::: Extracted records

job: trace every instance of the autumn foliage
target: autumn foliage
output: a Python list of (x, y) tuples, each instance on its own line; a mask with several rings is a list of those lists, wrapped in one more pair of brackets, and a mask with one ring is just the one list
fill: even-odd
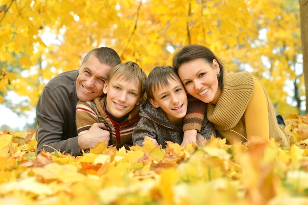
[(291, 148), (273, 141), (205, 146), (98, 144), (74, 157), (36, 156), (34, 130), (0, 134), (0, 204), (304, 205), (308, 118), (285, 119)]

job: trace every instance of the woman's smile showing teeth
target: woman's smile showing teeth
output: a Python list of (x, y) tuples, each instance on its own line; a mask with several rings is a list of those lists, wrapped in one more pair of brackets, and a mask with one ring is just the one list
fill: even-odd
[(198, 93), (198, 94), (200, 95), (204, 95), (204, 94), (208, 92), (208, 91), (209, 91), (209, 89), (210, 89), (210, 88), (207, 88), (202, 91), (202, 92)]

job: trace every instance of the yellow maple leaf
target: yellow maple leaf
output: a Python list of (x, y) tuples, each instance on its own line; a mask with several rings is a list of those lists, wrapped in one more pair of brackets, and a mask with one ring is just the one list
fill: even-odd
[(94, 147), (90, 148), (90, 153), (100, 154), (106, 148), (107, 146), (106, 145), (105, 141), (99, 142)]
[(0, 193), (7, 194), (14, 191), (23, 191), (37, 195), (51, 195), (53, 192), (47, 184), (37, 182), (35, 177), (29, 177), (0, 185)]

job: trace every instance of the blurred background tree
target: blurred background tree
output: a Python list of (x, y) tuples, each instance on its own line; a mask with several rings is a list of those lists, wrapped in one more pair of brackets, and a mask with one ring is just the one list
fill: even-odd
[[(291, 0), (0, 0), (0, 103), (33, 110), (46, 83), (78, 69), (95, 47), (111, 47), (149, 73), (171, 65), (179, 47), (199, 44), (228, 71), (259, 78), (280, 114), (299, 114), (306, 105), (300, 18)], [(14, 104), (9, 90), (25, 100)]]

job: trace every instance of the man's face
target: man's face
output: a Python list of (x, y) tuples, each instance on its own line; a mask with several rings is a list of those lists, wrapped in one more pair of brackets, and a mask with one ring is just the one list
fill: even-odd
[(113, 67), (101, 63), (94, 55), (81, 65), (76, 83), (76, 92), (80, 100), (93, 100), (104, 93), (104, 84)]

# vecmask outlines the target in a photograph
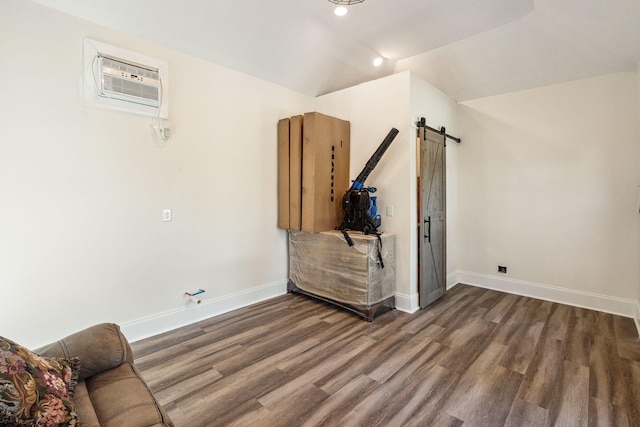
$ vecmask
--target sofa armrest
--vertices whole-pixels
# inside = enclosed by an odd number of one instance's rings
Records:
[[[101,323],[34,350],[45,357],[77,357],[82,362],[78,381],[125,362],[133,363],[133,352],[120,327]]]

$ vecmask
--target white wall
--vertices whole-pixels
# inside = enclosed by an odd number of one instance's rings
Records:
[[[81,104],[84,37],[169,63],[164,148],[149,118]],[[285,291],[276,123],[313,99],[20,0],[0,52],[2,335],[136,339]]]
[[[365,185],[378,189],[380,230],[396,235],[396,304],[410,310],[412,283],[411,258],[411,150],[415,149],[415,131],[409,113],[410,73],[363,83],[316,98],[316,110],[351,121],[351,179],[362,171],[367,160],[391,128],[400,132],[367,178]],[[415,153],[413,154],[415,159]],[[415,166],[413,166],[415,180]],[[415,192],[415,183],[413,184]],[[394,216],[386,216],[393,205]]]
[[[429,124],[447,126],[454,132],[457,106],[429,83],[403,72],[321,96],[316,107],[325,114],[351,121],[352,178],[360,173],[392,127],[400,131],[365,184],[378,189],[381,230],[396,235],[396,305],[413,312],[419,307],[415,122],[418,117],[426,116]],[[455,236],[452,231],[456,203],[455,150],[447,155],[450,155],[447,177],[453,185],[451,189],[447,186],[447,190],[451,190],[448,201],[451,238]],[[393,217],[386,215],[387,205],[393,206]],[[451,243],[449,249],[452,251],[449,260],[455,265],[455,244]]]
[[[463,103],[461,281],[632,315],[637,89],[623,73]]]

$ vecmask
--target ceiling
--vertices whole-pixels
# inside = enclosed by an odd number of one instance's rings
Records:
[[[34,1],[313,96],[411,70],[466,101],[640,62],[640,0]]]

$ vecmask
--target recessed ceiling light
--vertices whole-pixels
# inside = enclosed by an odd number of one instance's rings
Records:
[[[336,14],[336,16],[344,16],[349,12],[349,10],[344,7],[344,6],[338,6],[334,9],[333,13]]]

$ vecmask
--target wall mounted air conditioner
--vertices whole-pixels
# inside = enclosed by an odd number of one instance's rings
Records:
[[[162,84],[157,68],[98,55],[98,95],[159,107]]]
[[[167,119],[168,94],[165,61],[84,39],[85,105]]]

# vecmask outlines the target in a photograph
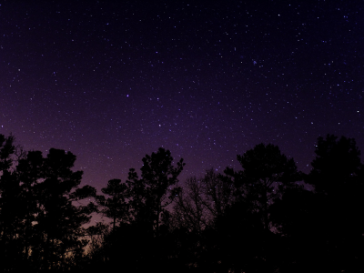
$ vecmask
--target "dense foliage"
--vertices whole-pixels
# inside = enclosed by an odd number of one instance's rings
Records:
[[[364,167],[354,139],[318,137],[309,174],[274,145],[182,185],[159,148],[140,177],[80,187],[76,156],[0,135],[3,272],[363,272]],[[304,185],[313,187],[306,190]],[[92,213],[110,218],[85,228]]]

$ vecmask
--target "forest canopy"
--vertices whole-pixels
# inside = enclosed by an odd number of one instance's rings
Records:
[[[363,272],[360,151],[328,135],[315,154],[305,174],[261,143],[237,156],[238,170],[179,181],[184,160],[160,147],[98,195],[80,186],[73,153],[0,135],[0,269]],[[95,213],[110,224],[86,226]]]

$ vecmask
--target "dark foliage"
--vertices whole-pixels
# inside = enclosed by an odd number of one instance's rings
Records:
[[[25,153],[0,135],[0,271],[363,272],[359,150],[328,135],[315,152],[303,175],[259,144],[238,156],[242,170],[210,169],[181,187],[183,160],[174,167],[159,148],[140,177],[131,168],[96,196],[79,187],[72,153]],[[85,228],[95,212],[111,227]]]

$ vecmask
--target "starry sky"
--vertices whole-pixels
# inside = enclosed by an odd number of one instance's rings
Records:
[[[364,149],[362,1],[204,2],[0,1],[0,134],[98,191],[160,147],[182,181],[262,142],[306,173],[319,136]]]

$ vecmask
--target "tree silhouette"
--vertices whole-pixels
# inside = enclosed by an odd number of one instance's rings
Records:
[[[226,173],[234,177],[238,194],[243,193],[252,209],[259,211],[265,229],[268,230],[269,205],[281,196],[285,187],[300,178],[296,164],[293,158],[282,155],[277,146],[263,143],[237,158],[243,170],[232,173],[228,168]]]
[[[318,137],[312,170],[305,181],[315,187],[317,245],[332,268],[358,272],[364,262],[364,177],[360,151],[352,138]],[[324,266],[322,266],[324,267]]]
[[[101,189],[103,194],[111,197],[106,198],[104,196],[97,197],[97,203],[104,207],[101,210],[105,216],[113,219],[113,230],[115,230],[116,223],[121,220],[127,220],[128,204],[127,187],[121,183],[120,179],[112,179],[107,182],[107,187]]]
[[[161,213],[165,212],[166,207],[173,202],[180,191],[180,187],[175,186],[185,164],[181,158],[174,167],[170,151],[162,147],[151,156],[146,155],[142,161],[141,178],[138,179],[135,170],[130,169],[127,183],[133,205],[140,206],[134,207],[134,211],[139,214],[143,211],[144,215],[150,213],[150,223],[157,237]]]

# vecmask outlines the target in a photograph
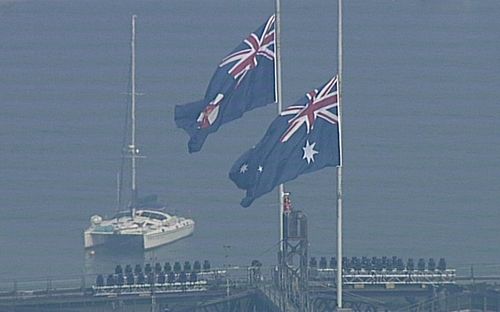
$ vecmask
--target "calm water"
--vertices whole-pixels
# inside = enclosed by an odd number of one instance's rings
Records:
[[[275,192],[249,209],[227,178],[275,107],[188,155],[175,104],[201,98],[220,59],[273,1],[0,0],[0,280],[109,271],[117,263],[275,261]],[[336,73],[335,1],[283,1],[290,104]],[[154,252],[85,255],[91,215],[115,209],[138,15],[143,194],[197,222]],[[446,257],[500,274],[500,2],[345,3],[344,192],[349,256]],[[335,250],[335,170],[287,184],[310,254]],[[224,248],[223,246],[231,246]]]

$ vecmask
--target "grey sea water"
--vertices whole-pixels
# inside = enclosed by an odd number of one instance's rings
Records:
[[[285,105],[336,74],[335,1],[282,1]],[[275,192],[243,209],[227,178],[276,108],[187,153],[175,104],[203,97],[274,1],[0,1],[0,281],[208,259],[273,264]],[[115,211],[137,14],[143,194],[197,222],[148,253],[94,256],[82,232]],[[348,256],[445,257],[500,274],[500,2],[345,1],[344,232]],[[288,183],[310,254],[335,252],[335,169]],[[230,247],[224,247],[230,246]]]

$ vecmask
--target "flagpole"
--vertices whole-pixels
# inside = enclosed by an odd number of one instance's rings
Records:
[[[342,309],[342,0],[338,0],[338,118],[339,166],[337,167],[337,309]]]
[[[283,109],[282,107],[282,102],[281,102],[281,99],[282,99],[282,91],[281,91],[281,25],[280,25],[280,22],[281,22],[281,4],[280,4],[280,0],[276,0],[275,2],[275,30],[276,30],[276,37],[275,37],[275,51],[276,51],[276,61],[275,61],[275,67],[274,67],[274,74],[275,74],[275,82],[274,82],[274,89],[275,89],[275,96],[276,96],[276,103],[278,104],[278,115],[281,114],[281,111]],[[283,206],[284,206],[284,202],[283,202],[283,196],[284,196],[284,185],[283,184],[280,184],[278,186],[278,198],[279,198],[279,205],[280,205],[280,209],[279,209],[279,218],[280,218],[280,253],[281,253],[281,256],[283,257],[283,251],[284,251],[284,224],[283,224]]]

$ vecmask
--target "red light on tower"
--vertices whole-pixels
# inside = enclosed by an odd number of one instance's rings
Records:
[[[290,199],[290,193],[288,192],[283,194],[283,212],[292,212],[292,201]]]

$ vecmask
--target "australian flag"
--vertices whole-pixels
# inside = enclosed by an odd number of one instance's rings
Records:
[[[275,102],[274,20],[272,15],[222,60],[203,100],[175,107],[177,127],[190,136],[190,153],[199,151],[222,124]]]
[[[262,140],[233,164],[229,178],[246,190],[243,207],[300,174],[340,165],[337,88],[333,77],[306,93],[283,110]]]

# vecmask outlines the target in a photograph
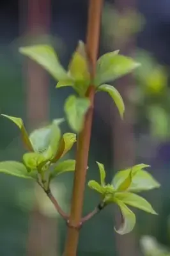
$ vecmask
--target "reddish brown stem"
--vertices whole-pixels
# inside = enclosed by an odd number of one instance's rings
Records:
[[[89,220],[91,219],[95,215],[100,212],[100,209],[97,207],[92,212],[88,213],[85,217],[82,218],[81,223],[83,224],[84,222],[88,221]]]
[[[47,196],[49,198],[51,202],[54,204],[54,205],[56,209],[57,210],[57,211],[58,212],[58,213],[63,217],[63,218],[64,220],[68,220],[69,216],[62,210],[62,209],[58,204],[58,201],[56,200],[56,198],[54,197],[54,196],[51,193],[50,190],[49,189],[47,191],[45,191],[45,192]]]
[[[103,0],[89,0],[86,50],[90,61],[91,81],[95,74],[98,50],[100,19]],[[91,123],[95,88],[91,84],[87,92],[90,99],[91,108],[85,117],[84,128],[77,140],[76,165],[75,170],[71,214],[68,227],[68,234],[65,248],[65,256],[75,256],[78,245],[81,220],[86,169],[91,137]]]

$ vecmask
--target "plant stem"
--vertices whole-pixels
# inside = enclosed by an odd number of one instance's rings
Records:
[[[69,216],[62,210],[62,209],[58,204],[58,201],[56,200],[56,198],[53,196],[52,194],[51,193],[50,190],[49,189],[47,191],[45,191],[45,192],[47,196],[49,198],[51,202],[54,204],[58,213],[63,217],[64,220],[68,220]]]
[[[96,70],[102,3],[103,0],[89,0],[86,51],[90,61],[91,81]],[[77,139],[71,213],[68,225],[65,256],[75,256],[77,252],[79,228],[75,227],[80,227],[81,220],[95,93],[95,88],[93,84],[91,84],[86,95],[90,99],[91,108],[86,115],[84,128]]]

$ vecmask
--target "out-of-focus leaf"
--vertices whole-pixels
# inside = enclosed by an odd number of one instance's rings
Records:
[[[140,164],[132,166],[131,168],[119,171],[114,176],[112,184],[116,190],[123,191],[128,189],[132,183],[134,175],[144,168],[150,167],[149,165]]]
[[[24,179],[36,179],[36,177],[35,172],[28,173],[24,164],[14,161],[0,162],[1,172]]]
[[[97,90],[109,93],[118,108],[121,118],[123,118],[123,113],[125,112],[125,105],[123,99],[119,92],[112,85],[109,84],[100,85],[99,87],[98,87]]]
[[[24,143],[24,145],[26,147],[26,148],[29,150],[34,151],[33,145],[29,139],[29,136],[28,136],[27,132],[26,131],[26,129],[24,127],[22,120],[19,117],[10,116],[8,116],[6,115],[1,114],[1,116],[6,117],[7,118],[10,119],[11,121],[12,121],[13,123],[15,123],[19,127],[19,129],[20,129],[20,131],[21,131],[22,139]]]
[[[100,171],[101,185],[105,186],[105,172],[104,170],[104,166],[99,162],[97,162],[97,164]]]
[[[140,66],[132,58],[112,52],[105,56],[104,62],[97,67],[95,84],[98,86],[102,83],[114,81],[134,70]],[[102,58],[102,57],[101,57]]]
[[[152,105],[148,111],[148,118],[150,121],[151,134],[153,137],[162,140],[169,136],[169,114],[163,108]]]
[[[152,208],[150,204],[146,201],[146,199],[138,195],[129,192],[116,193],[115,193],[115,198],[123,202],[125,204],[139,208],[141,210],[143,210],[153,214],[157,214]]]
[[[66,172],[73,172],[75,170],[75,160],[68,159],[59,163],[52,171],[50,175],[50,179],[54,178],[59,174]]]
[[[69,77],[60,64],[54,49],[49,45],[36,45],[20,47],[19,52],[29,57],[47,70],[58,81]]]
[[[89,180],[88,182],[88,186],[93,190],[97,191],[97,192],[102,194],[103,193],[103,189],[101,185],[100,185],[97,181],[95,180]]]
[[[65,112],[69,125],[75,132],[79,132],[83,127],[84,116],[90,106],[88,98],[69,96],[65,104]]]
[[[73,86],[74,81],[72,79],[60,80],[56,85],[56,88],[65,87],[65,86]]]
[[[160,184],[146,171],[139,171],[134,177],[128,191],[140,192],[158,188]]]
[[[116,200],[116,202],[120,207],[123,222],[118,230],[114,228],[115,231],[120,235],[130,233],[135,226],[135,216],[123,202]]]

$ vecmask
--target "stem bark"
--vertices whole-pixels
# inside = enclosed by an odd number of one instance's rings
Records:
[[[95,74],[98,56],[101,13],[103,0],[89,0],[86,51],[89,60],[91,81]],[[64,256],[75,256],[79,237],[80,223],[82,211],[86,169],[90,143],[95,88],[91,84],[86,97],[90,99],[89,108],[84,120],[84,128],[80,132],[77,144],[76,165],[71,204],[71,212],[68,225]]]

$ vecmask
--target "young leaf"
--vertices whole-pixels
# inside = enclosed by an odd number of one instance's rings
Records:
[[[112,184],[116,190],[123,191],[128,189],[130,186],[134,175],[144,168],[150,167],[149,165],[140,164],[119,171],[114,176]]]
[[[31,170],[39,169],[39,166],[42,166],[43,163],[47,162],[47,159],[39,153],[31,152],[26,153],[23,156],[23,161],[26,166]]]
[[[56,80],[65,80],[69,78],[50,45],[37,45],[20,47],[19,52],[43,67]]]
[[[97,164],[100,170],[101,185],[103,186],[105,186],[105,172],[104,170],[104,166],[103,164],[101,164],[100,163],[98,162],[97,162]]]
[[[59,147],[61,131],[59,124],[63,122],[62,119],[54,120],[50,127],[49,147],[51,150],[52,157],[54,157]]]
[[[77,98],[75,95],[69,96],[65,104],[65,111],[68,122],[72,129],[79,132],[83,127],[84,116],[90,106],[87,98]]]
[[[50,179],[54,178],[59,174],[66,172],[73,172],[75,170],[75,160],[69,159],[59,163],[52,170],[50,175]]]
[[[139,66],[140,64],[130,57],[120,54],[112,54],[111,56],[108,54],[105,56],[103,65],[100,64],[97,68],[95,84],[98,86],[104,83],[114,81],[131,72]]]
[[[130,233],[135,226],[135,216],[123,202],[116,200],[116,202],[120,207],[123,222],[118,230],[115,228],[114,230],[120,235]]]
[[[84,44],[80,41],[68,67],[69,72],[75,81],[89,81],[90,76]]]
[[[132,193],[116,193],[115,198],[123,202],[125,204],[128,204],[134,207],[139,208],[147,212],[153,214],[157,214],[153,210],[150,204],[146,201],[144,198],[139,196],[138,195]]]
[[[74,81],[72,79],[60,80],[58,81],[56,85],[56,88],[64,87],[64,86],[73,86]]]
[[[63,118],[54,120],[52,125],[36,129],[31,133],[29,140],[35,152],[43,153],[47,158],[56,154],[61,136],[59,125],[62,122]]]
[[[114,51],[111,52],[107,52],[99,58],[97,61],[97,72],[100,74],[104,69],[109,68],[110,67],[110,62],[112,59],[118,55],[120,50]]]
[[[33,131],[29,135],[29,140],[34,151],[42,153],[45,152],[50,143],[50,125]]]
[[[146,171],[139,171],[134,175],[132,182],[128,188],[128,191],[141,192],[158,188],[160,184]]]
[[[76,134],[74,133],[65,133],[60,141],[58,152],[52,162],[55,163],[59,158],[65,156],[73,147],[76,141]]]
[[[93,190],[100,193],[100,194],[103,194],[103,188],[101,185],[100,185],[97,181],[95,180],[89,180],[88,182],[88,186]]]
[[[27,172],[26,167],[21,163],[14,161],[0,162],[0,172],[25,179],[36,179],[35,172]]]
[[[102,84],[97,88],[98,91],[102,91],[107,92],[113,99],[116,107],[118,109],[120,116],[123,118],[123,113],[125,112],[125,105],[123,99],[119,92],[112,85]]]
[[[6,117],[7,118],[10,119],[19,127],[21,131],[22,139],[24,143],[24,145],[29,151],[34,151],[33,145],[29,140],[28,134],[24,127],[22,120],[19,117],[10,116],[3,114],[1,114],[1,116]]]

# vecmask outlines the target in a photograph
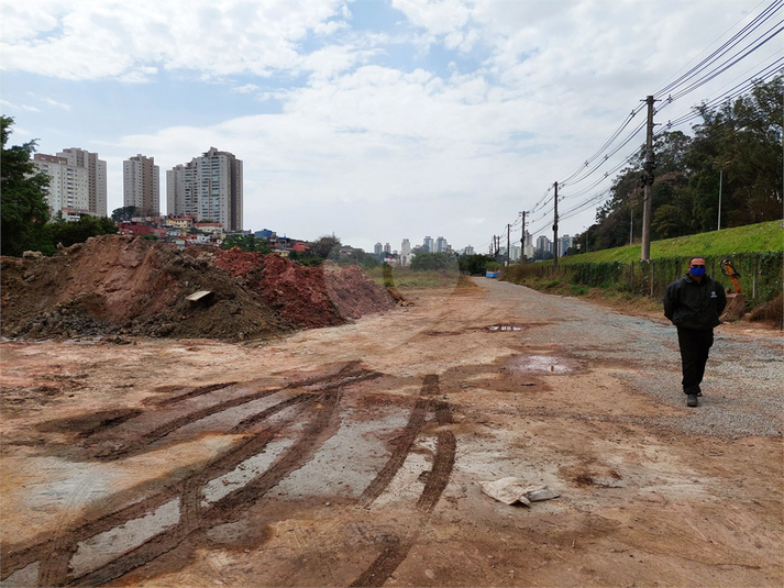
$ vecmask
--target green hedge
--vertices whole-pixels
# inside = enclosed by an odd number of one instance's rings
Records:
[[[749,308],[768,302],[784,289],[784,254],[736,253],[732,255],[708,255],[705,257],[709,276],[725,288],[735,291],[729,277],[721,273],[721,260],[731,259],[740,274],[740,285]],[[501,279],[524,284],[528,279],[560,278],[573,284],[594,288],[612,288],[631,291],[638,296],[660,298],[667,284],[686,273],[689,257],[663,257],[649,262],[606,262],[593,264],[561,265],[555,274],[552,264],[518,264],[509,266]]]

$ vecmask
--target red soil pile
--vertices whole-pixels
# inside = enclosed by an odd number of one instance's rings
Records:
[[[324,271],[275,254],[178,249],[119,235],[48,258],[2,257],[0,278],[0,332],[11,337],[245,339],[342,324],[393,306],[360,268]],[[210,295],[187,300],[199,290]]]

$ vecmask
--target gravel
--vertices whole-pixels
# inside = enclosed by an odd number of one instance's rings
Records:
[[[619,366],[616,377],[626,381],[631,392],[650,395],[665,404],[685,406],[677,335],[663,315],[661,322],[629,317],[576,298],[490,279],[483,286],[490,291],[490,302],[509,297],[520,301],[520,321],[529,324],[527,343],[562,344],[571,357],[587,365],[611,362]],[[754,336],[717,328],[699,408],[683,417],[629,420],[730,439],[782,435],[784,337],[779,335]]]

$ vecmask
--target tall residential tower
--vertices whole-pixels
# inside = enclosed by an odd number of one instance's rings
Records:
[[[36,153],[33,164],[49,177],[46,200],[53,214],[107,215],[107,163],[97,153],[78,147],[57,155]]]
[[[166,171],[167,214],[192,214],[242,231],[242,160],[210,147],[189,164]]]
[[[144,215],[161,214],[161,169],[154,157],[141,153],[122,163],[123,206]]]

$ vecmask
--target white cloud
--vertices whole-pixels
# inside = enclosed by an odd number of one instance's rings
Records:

::::::

The problem: Rewrite the records from their start up to and including the line containing "118), (285, 119)]", changing "autumn foliage" to "fall foliage" and keeping everything else the same. Omit the pictures from your answer.

Task solution:
job: trace every instance of the fall foliage
target: fall foliage
output: a Python list of (x, y) tuples, each instance on its own line; a mask with several rings is a list of those lists, wrapped in one more pair of brackets, and a mask with one ring is just the one list
fill: even-odd
[(291, 148), (273, 141), (205, 146), (98, 144), (74, 157), (36, 156), (34, 130), (0, 134), (0, 204), (304, 205), (308, 118), (285, 119)]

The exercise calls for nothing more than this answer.